• **Invoergegevens**
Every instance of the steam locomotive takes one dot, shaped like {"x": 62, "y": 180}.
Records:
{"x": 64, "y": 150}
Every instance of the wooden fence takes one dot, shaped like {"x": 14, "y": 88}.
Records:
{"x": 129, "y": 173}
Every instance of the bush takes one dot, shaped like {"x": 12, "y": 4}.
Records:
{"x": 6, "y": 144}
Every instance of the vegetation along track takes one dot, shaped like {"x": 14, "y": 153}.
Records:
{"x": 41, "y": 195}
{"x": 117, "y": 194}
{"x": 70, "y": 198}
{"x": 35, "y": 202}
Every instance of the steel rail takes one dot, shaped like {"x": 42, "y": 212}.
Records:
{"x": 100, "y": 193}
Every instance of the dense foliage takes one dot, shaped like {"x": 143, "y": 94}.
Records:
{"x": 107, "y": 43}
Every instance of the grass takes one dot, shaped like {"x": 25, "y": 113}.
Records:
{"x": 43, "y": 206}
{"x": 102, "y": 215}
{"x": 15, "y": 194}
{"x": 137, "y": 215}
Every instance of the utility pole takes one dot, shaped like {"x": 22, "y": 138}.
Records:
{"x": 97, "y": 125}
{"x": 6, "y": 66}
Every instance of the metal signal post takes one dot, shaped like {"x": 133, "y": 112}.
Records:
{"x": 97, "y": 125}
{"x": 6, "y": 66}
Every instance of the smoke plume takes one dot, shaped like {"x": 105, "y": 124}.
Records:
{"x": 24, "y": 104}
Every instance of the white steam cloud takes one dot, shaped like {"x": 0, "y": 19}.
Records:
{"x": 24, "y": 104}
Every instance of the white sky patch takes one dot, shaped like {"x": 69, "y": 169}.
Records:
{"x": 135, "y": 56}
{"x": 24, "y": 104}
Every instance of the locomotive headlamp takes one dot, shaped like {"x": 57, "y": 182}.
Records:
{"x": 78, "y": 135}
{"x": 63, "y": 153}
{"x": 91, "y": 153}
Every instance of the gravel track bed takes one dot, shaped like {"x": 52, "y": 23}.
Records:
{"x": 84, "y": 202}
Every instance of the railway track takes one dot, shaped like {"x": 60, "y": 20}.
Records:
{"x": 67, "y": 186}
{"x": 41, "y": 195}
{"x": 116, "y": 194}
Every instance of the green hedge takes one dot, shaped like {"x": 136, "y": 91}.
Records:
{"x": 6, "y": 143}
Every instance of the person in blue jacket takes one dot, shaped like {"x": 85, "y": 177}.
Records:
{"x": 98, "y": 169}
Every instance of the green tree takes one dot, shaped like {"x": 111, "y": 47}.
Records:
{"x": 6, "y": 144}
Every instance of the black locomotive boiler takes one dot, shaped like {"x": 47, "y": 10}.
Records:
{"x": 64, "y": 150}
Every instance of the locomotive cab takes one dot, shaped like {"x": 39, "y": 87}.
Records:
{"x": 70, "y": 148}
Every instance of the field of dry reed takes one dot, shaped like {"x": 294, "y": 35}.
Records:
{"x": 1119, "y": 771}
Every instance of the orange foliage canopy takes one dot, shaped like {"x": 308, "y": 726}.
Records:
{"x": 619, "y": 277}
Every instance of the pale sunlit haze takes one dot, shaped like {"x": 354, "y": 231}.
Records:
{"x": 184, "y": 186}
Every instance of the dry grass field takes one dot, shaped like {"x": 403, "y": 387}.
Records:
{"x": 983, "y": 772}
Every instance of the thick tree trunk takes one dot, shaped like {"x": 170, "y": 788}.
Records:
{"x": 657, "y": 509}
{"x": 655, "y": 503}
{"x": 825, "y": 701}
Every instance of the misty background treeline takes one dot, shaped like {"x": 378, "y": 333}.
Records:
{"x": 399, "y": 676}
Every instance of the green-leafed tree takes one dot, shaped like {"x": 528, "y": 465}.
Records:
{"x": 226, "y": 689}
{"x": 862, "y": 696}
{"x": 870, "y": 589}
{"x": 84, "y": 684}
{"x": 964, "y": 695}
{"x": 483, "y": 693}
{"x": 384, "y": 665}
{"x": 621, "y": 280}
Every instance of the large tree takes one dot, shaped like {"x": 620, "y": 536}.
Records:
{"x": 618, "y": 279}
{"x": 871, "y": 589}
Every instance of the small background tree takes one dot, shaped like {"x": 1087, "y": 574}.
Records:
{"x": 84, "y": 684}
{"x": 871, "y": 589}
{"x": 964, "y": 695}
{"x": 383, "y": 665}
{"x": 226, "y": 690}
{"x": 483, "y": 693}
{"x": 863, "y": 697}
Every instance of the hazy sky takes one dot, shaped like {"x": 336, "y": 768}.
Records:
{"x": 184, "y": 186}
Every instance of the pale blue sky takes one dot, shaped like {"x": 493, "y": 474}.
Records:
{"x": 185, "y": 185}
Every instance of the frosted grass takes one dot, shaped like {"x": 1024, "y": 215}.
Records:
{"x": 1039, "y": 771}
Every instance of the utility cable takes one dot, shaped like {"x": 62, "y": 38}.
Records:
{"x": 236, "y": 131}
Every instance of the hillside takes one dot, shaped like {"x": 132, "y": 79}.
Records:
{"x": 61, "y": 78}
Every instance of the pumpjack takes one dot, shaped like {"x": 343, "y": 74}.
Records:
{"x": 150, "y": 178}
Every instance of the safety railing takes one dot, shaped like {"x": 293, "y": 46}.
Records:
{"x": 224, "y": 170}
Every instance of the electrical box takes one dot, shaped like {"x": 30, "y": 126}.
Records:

• **Opdracht**
Kun je alle records hierboven woordelijk en ongewijzigd teruggeven?

• **Antwoord**
Every instance of the steam locomotive takes one dot, shaped like {"x": 62, "y": 180}.
Records:
{"x": 64, "y": 150}
Every instance of the wooden fence takes one dot, shaped like {"x": 14, "y": 88}.
Records:
{"x": 129, "y": 173}
Every instance of the bush takes one dot, shaped like {"x": 12, "y": 4}.
Records:
{"x": 6, "y": 144}
Every instance of the vegetation along track takes one dot, shaped like {"x": 14, "y": 153}.
Records:
{"x": 41, "y": 195}
{"x": 117, "y": 194}
{"x": 70, "y": 198}
{"x": 35, "y": 202}
Every instance of the steel rail takes one dot, shaped like {"x": 42, "y": 212}.
Records:
{"x": 100, "y": 193}
Every instance of the dense foliage takes one dot, shaped like {"x": 143, "y": 94}.
Records:
{"x": 107, "y": 43}
Every instance of the grass takes one dot, shaped like {"x": 25, "y": 113}.
Records:
{"x": 43, "y": 206}
{"x": 102, "y": 215}
{"x": 15, "y": 194}
{"x": 137, "y": 215}
Every instance of the utility pole takes one dot, shaped like {"x": 22, "y": 138}.
Records:
{"x": 97, "y": 125}
{"x": 6, "y": 66}
Every instance of the metal signal post takes one dot, shaped like {"x": 133, "y": 112}.
Records:
{"x": 97, "y": 125}
{"x": 6, "y": 66}
Every instance of the smoke plume takes one dot, shaped like {"x": 105, "y": 124}.
Records:
{"x": 24, "y": 104}
Every instance of the white steam cloud takes one dot, shaped like {"x": 0, "y": 19}.
Records:
{"x": 24, "y": 104}
Every instance of the white sky patch takes one dot, shaped like {"x": 69, "y": 169}.
Records:
{"x": 135, "y": 56}
{"x": 24, "y": 104}
Every instance of the locomotive headlamp takes one dot, shaped like {"x": 57, "y": 182}.
Records:
{"x": 78, "y": 135}
{"x": 63, "y": 153}
{"x": 91, "y": 153}
Every instance of the gravel track bed takes one dot, shaped like {"x": 52, "y": 23}.
Records:
{"x": 84, "y": 202}
Every instance of the railway track takes one dot, shaped like {"x": 60, "y": 20}.
Records:
{"x": 67, "y": 186}
{"x": 41, "y": 195}
{"x": 116, "y": 194}
Every instance of the green hedge takes one dot, shaped like {"x": 136, "y": 91}.
Records:
{"x": 6, "y": 143}
Every instance of the person in blue jacket takes one dot, shaped like {"x": 85, "y": 177}.
Records:
{"x": 98, "y": 169}
Every instance of the green tree takes one dot, shaped like {"x": 111, "y": 47}.
Records:
{"x": 6, "y": 144}
Every instance of the black locomotive boiler takes one dot, shaped like {"x": 47, "y": 10}.
Records:
{"x": 64, "y": 150}
Every instance of the locomotive cab takes one dot, shaped like {"x": 39, "y": 87}.
Records:
{"x": 70, "y": 148}
Every instance of the field of dry reed takes one dot, shaped like {"x": 294, "y": 35}.
Records:
{"x": 1119, "y": 771}
Every instance of the orange foliage canopy takes one dot, shaped like {"x": 308, "y": 726}.
Records:
{"x": 619, "y": 277}
Every instance of the pale sunlit haze takes one dot, shaped like {"x": 354, "y": 231}.
Records:
{"x": 184, "y": 186}
Every instance of the dry grass field takes one dot, shaped like {"x": 403, "y": 387}.
Records:
{"x": 983, "y": 772}
Every instance of the thick tree trunk takes one dot, shaped like {"x": 170, "y": 788}.
Records:
{"x": 657, "y": 509}
{"x": 655, "y": 503}
{"x": 825, "y": 701}
Every instance of the misty background treeline takes one dot, shaped like {"x": 378, "y": 333}.
Records:
{"x": 399, "y": 676}
Every instance of the green-leafed tree takes one dot, shaped like {"x": 528, "y": 465}.
Records:
{"x": 226, "y": 689}
{"x": 862, "y": 696}
{"x": 870, "y": 589}
{"x": 84, "y": 684}
{"x": 964, "y": 695}
{"x": 483, "y": 693}
{"x": 384, "y": 665}
{"x": 621, "y": 280}
Every instance of the large tree takes one dot, shaped like {"x": 620, "y": 536}.
Records:
{"x": 618, "y": 279}
{"x": 871, "y": 589}
Every instance of the small background tree takes one dot, shaped like {"x": 1087, "y": 574}.
Records:
{"x": 84, "y": 684}
{"x": 871, "y": 589}
{"x": 964, "y": 695}
{"x": 383, "y": 665}
{"x": 226, "y": 690}
{"x": 483, "y": 693}
{"x": 863, "y": 697}
Every instance of the hazy sky takes one dot, shaped like {"x": 336, "y": 768}.
Records:
{"x": 184, "y": 186}
Every instance of the pale blue sky takes one dot, shaped like {"x": 493, "y": 474}.
Records:
{"x": 185, "y": 185}
Every instance of the frosted grass takes one dot, shaped like {"x": 1024, "y": 215}.
Records:
{"x": 1039, "y": 771}
Every instance of the utility cable takes one dot, shaped like {"x": 62, "y": 38}.
Records:
{"x": 236, "y": 131}
Every instance of the hillside takes one dot, shaped like {"x": 132, "y": 79}.
Records:
{"x": 61, "y": 78}
Every instance of the pumpjack takes one dot, shaped like {"x": 343, "y": 74}.
Records:
{"x": 150, "y": 178}
Every instance of the safety railing takes one dot, shaped like {"x": 293, "y": 46}.
Records:
{"x": 224, "y": 170}
Every instance of the electrical box takes one dot, shaped like {"x": 30, "y": 126}.
Records:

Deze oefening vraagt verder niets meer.